__Trecho da fonte__:
-=-=-

Ainda assim, os jovens buscam na própria comunidade maneiras de permanecer no campo. De acordo com o diagnóstico, 72% dos jovens desejam permanecer no campo, mas faltam políticas públicas e diálogo entre a comunidade para que isso seja possível.
O dado foi uma surpresa para os pesquisadores. Selma Yuki, da coordenação da APA-TO, que atua na região desde 1992 a fim de garantir a permanência de agricultoras e agricultores familiares na terra, avalia que para pensar uma solução, é necessária uma construção coletiva, entre os jovens, seus pais, a comunidade em geral e os órgãos competentes.
A gente viu que a juventude tem uma relação de identidade com o território, com a sua comunidade e isso é importante
“A gente viu que a juventude tem uma relação de identidade com o território, com a sua comunidade e isso é importante para eles. Agora a gente percebe que existem grandes desafios que impossibilitam a juventude de conseguir ficar no seu território”, analisa Yuki.

-=-=-

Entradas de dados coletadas
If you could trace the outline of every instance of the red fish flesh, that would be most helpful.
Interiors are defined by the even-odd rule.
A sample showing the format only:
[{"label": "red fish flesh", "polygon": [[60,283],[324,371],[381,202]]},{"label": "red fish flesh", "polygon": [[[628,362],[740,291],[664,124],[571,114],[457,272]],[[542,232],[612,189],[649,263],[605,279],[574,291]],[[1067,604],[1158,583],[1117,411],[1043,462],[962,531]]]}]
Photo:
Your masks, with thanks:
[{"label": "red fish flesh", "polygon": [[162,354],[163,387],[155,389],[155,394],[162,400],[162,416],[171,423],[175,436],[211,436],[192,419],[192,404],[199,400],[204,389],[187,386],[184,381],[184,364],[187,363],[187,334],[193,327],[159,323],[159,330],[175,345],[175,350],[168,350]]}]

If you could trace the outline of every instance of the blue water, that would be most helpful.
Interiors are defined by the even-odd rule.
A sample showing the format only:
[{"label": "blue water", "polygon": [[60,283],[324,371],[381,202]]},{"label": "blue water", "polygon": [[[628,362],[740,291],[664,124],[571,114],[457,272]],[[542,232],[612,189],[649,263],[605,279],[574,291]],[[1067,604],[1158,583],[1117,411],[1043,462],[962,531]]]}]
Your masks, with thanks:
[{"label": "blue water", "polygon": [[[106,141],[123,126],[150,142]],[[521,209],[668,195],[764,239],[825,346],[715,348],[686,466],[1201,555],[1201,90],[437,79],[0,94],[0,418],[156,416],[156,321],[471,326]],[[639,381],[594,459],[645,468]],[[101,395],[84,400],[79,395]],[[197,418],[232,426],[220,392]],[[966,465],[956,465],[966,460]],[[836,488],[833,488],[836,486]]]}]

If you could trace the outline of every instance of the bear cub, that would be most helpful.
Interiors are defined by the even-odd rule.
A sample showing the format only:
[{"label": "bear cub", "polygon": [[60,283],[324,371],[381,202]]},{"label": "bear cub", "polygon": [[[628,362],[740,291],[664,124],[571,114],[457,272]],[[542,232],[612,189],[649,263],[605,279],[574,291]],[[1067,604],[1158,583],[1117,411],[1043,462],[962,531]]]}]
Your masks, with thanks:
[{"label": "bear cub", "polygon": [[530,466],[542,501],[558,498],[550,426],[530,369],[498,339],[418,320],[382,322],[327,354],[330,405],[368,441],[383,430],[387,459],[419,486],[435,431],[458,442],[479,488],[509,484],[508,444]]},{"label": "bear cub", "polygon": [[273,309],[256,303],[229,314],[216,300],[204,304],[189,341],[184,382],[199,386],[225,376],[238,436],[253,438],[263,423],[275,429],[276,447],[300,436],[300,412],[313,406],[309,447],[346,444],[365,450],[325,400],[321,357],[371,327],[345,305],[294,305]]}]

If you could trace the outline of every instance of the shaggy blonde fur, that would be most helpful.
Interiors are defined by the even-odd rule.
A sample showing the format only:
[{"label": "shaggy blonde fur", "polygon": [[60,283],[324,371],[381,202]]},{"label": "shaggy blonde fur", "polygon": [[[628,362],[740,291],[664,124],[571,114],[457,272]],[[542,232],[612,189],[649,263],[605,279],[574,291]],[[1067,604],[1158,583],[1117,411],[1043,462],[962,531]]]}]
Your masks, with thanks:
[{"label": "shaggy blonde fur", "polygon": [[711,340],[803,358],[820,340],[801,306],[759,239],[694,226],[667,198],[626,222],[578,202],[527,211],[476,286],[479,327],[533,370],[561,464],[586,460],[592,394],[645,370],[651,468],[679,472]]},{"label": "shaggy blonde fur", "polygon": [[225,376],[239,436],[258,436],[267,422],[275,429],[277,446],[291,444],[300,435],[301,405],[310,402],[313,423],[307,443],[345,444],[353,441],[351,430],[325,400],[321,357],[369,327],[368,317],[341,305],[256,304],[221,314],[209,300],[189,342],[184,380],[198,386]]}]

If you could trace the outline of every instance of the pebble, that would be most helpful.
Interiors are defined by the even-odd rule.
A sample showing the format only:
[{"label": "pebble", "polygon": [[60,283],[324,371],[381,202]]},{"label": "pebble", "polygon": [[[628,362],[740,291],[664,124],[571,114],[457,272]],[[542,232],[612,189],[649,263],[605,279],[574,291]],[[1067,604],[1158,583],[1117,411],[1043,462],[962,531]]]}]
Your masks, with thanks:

-=-=-

__Problemas e tarefas__:
A – Reescreva em forma de lista o parágrafo do trecho sobre os jovens do campo que começa com "O dado foi uma surpresa", mantendo os fatos principais.
B – Resuma em duas frases o trecho sobre os jovens do campo.
C – Transcreva uma parte do trecho sobre os jovens do campo: comece nas palavras que contêm "O dado foi uma" e pare depois de "os órgãos competentes.".
Os itens vêm de outra fonte, diferente do trecho.

__Soluções do exercício__:
A –
- O dado surpreendeu os pesquisadores.
- Selma Yuki integra a coordenação da APA-TO, que atua na região desde 1992 para garantir a permanência de agricultoras e agricultores familiares na terra.
- Para ela, pensar uma solução exige uma construção coletiva entre os jovens, seus pais, a comunidade em geral e os órgãos competentes.

B – Segundo o diagnóstico, 72% dos jovens desejam permanecer no campo, mas faltam políticas públicas e diálogo na comunidade para que isso seja possível. Selma Yuki, da coordenação da APA-TO, aponta que a juventude tem uma relação de identidade com o território, mas enfrenta grandes desafios para ficar, e defende uma construção coletiva entre jovens, pais, comunidade e órgãos competentes.

C –
O dado foi uma surpresa para os pesquisadores. Selma Yuki, da coordenação da APA-TO, que atua na região desde 1992 a fim de garantir a permanência de agricultoras e agricultores familiares na terra, avalia que para pensar uma solução, é necessária uma construção coletiva, entre os jovens, seus pais, a comunidade em geral e os órgãos competentes.